SV Constraint random value generation : Introduction

SV Constraint random value generation : Introduction

System Verilog supports three different approaches in verification as follows. 1. Directed Testing 2. Random Testing 3. Directed Random/Constrained Random Testing

Directed testing is the traditional verification approach. In this case, a particular scenario is created for a known feature and set the expectation for the same. So, the features have been verified can be easily identified from the tests itself. This increases the visibility of the design. But there are chances of missing actual bugs in the design, as user can’t develop and run all possible scenarios. Due to the increase in design size and complexity, directed test is not an efficient way for verification of modern designs. Developing and maintaining a large set of directed test suite are incredibly tedious.

In Random Testing, scenarios are created randomly. In this we might be able to find more errors, if we could run the simulations for a longer period of time. So with the limited period of time there is a chance of missing certain bugs.

In directed random/constrained random testing, random values are generated in a controlled manner. In this way most of the important scenarios including corner cases can be verified in the limited time period. This approach requires a complex environment which increases environment development cycle. But efficiency increases a lot.

System Verilog allows users to generate constrained random tests in a very efficient method by using different constructs and methods. User can specify constraints in a compact declarative way. The constraints are then processed by a solver and generate random values that meet the constraints.

» PROBLEM 1:
Answer these from the introduction to SystemVerilog constrained random value generation:
(a) How many verification approaches does SystemVerilog support?
(b) What kind of environment does constrained random testing require?
(c) What processes the constraints that users specify?
» PROBLEM 2: Rewrite the paragraph beginning "Directed testing is the traditional verification approach" from the introduction to SystemVerilog constrained random value generation as a bulleted list that keeps its main facts.

» STORED ROWS:
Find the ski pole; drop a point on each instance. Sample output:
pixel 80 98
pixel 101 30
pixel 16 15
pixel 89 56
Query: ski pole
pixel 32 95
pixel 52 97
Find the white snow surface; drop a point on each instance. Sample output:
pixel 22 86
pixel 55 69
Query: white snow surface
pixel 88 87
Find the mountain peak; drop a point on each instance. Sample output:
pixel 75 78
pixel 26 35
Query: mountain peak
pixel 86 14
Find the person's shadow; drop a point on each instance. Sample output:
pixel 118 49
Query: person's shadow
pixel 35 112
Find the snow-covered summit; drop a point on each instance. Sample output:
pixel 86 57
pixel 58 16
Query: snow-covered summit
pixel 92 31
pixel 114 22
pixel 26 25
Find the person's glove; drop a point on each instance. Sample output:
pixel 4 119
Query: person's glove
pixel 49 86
==
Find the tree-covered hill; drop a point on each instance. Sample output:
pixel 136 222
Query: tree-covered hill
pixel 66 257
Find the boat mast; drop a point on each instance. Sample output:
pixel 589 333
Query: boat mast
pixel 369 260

» PROBLEM SOLUTION 1:
(a) Three.
(b) A complex environment, which increases the environment development cycle.
(c) A solver, which generates random values that meet the constraints.

» PROBLEM SOLUTION 2:
- Directed testing is the traditional verification approach.
- It creates a particular scenario for a known feature and sets the expectation for it.
- The verified features can be easily identified from the tests, which increases the design's visibility.
- Actual bugs may be missed, since a user can't develop and run all possible scenarios.
- As designs grow in size and complexity, directed testing is not an efficient way to verify modern designs.
- Developing and maintaining a large directed test suite is extremely tedious.